Problem statement
Pull out every line in the data below that contains the word "dark", copying each one in full.

Entries provided
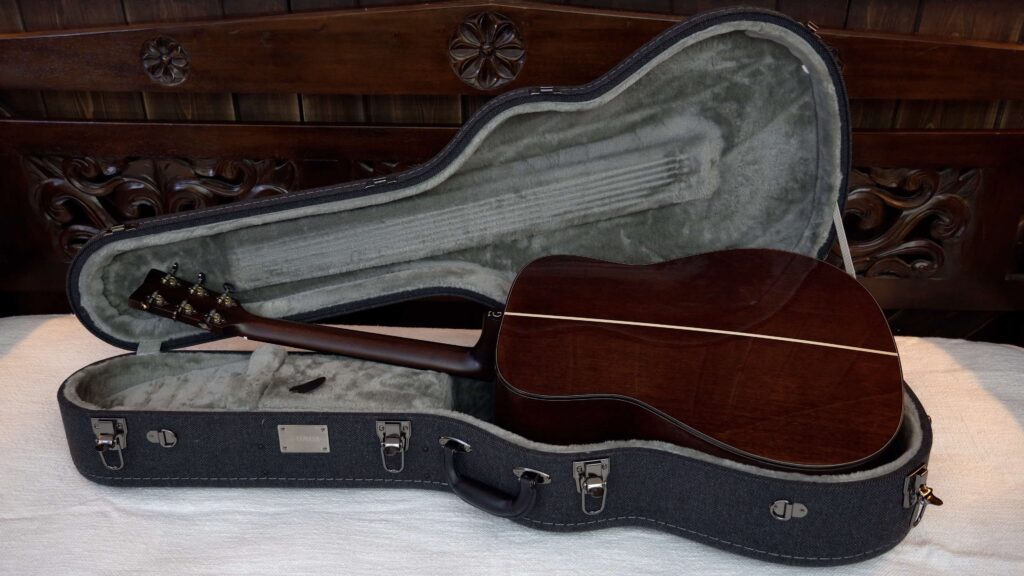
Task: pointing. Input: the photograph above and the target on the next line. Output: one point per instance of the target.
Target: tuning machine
(154, 299)
(225, 298)
(170, 279)
(198, 289)
(183, 309)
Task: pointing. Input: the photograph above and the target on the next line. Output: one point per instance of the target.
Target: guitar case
(728, 130)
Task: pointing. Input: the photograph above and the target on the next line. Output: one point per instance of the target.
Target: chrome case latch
(918, 494)
(111, 437)
(394, 437)
(592, 484)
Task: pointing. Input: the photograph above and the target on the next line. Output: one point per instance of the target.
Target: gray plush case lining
(259, 381)
(727, 131)
(728, 137)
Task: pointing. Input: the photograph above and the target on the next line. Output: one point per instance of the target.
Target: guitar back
(750, 354)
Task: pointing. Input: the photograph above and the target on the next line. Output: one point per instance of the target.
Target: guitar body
(759, 356)
(752, 355)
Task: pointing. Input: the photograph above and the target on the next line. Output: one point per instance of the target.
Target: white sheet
(54, 522)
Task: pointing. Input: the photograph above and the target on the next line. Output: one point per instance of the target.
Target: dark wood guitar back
(743, 353)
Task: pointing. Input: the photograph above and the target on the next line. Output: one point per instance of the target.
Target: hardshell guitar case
(727, 130)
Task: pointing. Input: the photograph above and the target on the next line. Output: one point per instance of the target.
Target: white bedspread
(54, 522)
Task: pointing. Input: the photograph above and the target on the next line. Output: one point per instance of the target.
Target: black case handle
(484, 497)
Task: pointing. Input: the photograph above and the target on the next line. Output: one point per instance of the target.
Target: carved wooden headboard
(141, 117)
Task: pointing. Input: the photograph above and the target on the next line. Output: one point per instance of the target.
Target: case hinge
(111, 437)
(163, 437)
(918, 494)
(592, 484)
(784, 510)
(394, 437)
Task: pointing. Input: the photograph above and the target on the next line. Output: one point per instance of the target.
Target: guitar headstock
(163, 293)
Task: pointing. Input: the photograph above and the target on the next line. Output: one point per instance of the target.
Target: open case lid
(728, 130)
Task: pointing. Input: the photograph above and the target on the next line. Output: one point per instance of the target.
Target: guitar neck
(476, 362)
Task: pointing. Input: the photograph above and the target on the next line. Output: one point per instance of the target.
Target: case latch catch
(592, 484)
(919, 494)
(394, 437)
(111, 437)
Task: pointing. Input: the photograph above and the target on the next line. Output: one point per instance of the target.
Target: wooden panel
(825, 13)
(881, 15)
(55, 14)
(689, 7)
(344, 53)
(998, 21)
(262, 108)
(884, 66)
(17, 103)
(224, 140)
(330, 108)
(195, 105)
(946, 213)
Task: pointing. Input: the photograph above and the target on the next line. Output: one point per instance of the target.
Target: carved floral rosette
(906, 222)
(486, 50)
(78, 198)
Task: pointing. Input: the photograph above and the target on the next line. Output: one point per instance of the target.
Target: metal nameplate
(303, 439)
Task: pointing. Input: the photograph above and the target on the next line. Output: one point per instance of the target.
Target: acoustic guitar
(758, 356)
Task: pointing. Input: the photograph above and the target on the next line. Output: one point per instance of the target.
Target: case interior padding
(727, 137)
(260, 381)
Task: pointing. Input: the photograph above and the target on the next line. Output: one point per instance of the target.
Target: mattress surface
(53, 521)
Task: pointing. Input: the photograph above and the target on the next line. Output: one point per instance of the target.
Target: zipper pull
(813, 29)
(119, 228)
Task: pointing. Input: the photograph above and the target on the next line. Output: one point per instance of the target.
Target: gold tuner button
(170, 279)
(198, 289)
(155, 299)
(225, 299)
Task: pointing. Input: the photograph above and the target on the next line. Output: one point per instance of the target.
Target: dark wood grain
(262, 108)
(782, 387)
(825, 13)
(897, 16)
(792, 402)
(997, 21)
(316, 53)
(52, 14)
(194, 105)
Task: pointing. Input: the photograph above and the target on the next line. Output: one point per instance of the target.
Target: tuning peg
(198, 289)
(170, 279)
(225, 299)
(183, 307)
(155, 298)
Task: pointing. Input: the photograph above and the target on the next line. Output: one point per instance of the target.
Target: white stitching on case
(256, 479)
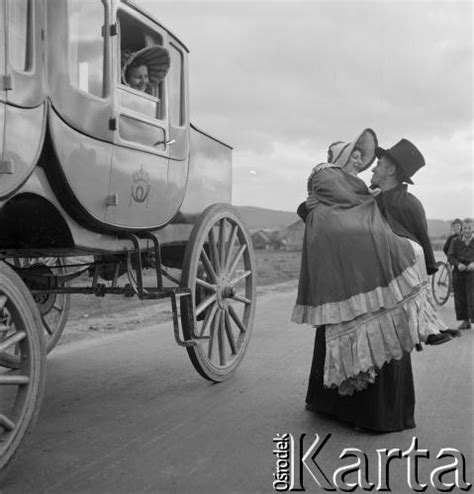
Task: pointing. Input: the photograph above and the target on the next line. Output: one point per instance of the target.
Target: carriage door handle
(166, 143)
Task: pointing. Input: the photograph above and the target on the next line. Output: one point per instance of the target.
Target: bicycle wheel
(441, 283)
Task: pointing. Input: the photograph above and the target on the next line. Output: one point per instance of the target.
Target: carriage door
(141, 194)
(24, 107)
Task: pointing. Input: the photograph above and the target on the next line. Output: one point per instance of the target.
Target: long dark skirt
(387, 405)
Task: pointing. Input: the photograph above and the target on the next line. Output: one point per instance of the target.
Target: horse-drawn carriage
(101, 180)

Finished answer
Target: dark wood guitar back
Target: dark wood grain
Target: long dark skirt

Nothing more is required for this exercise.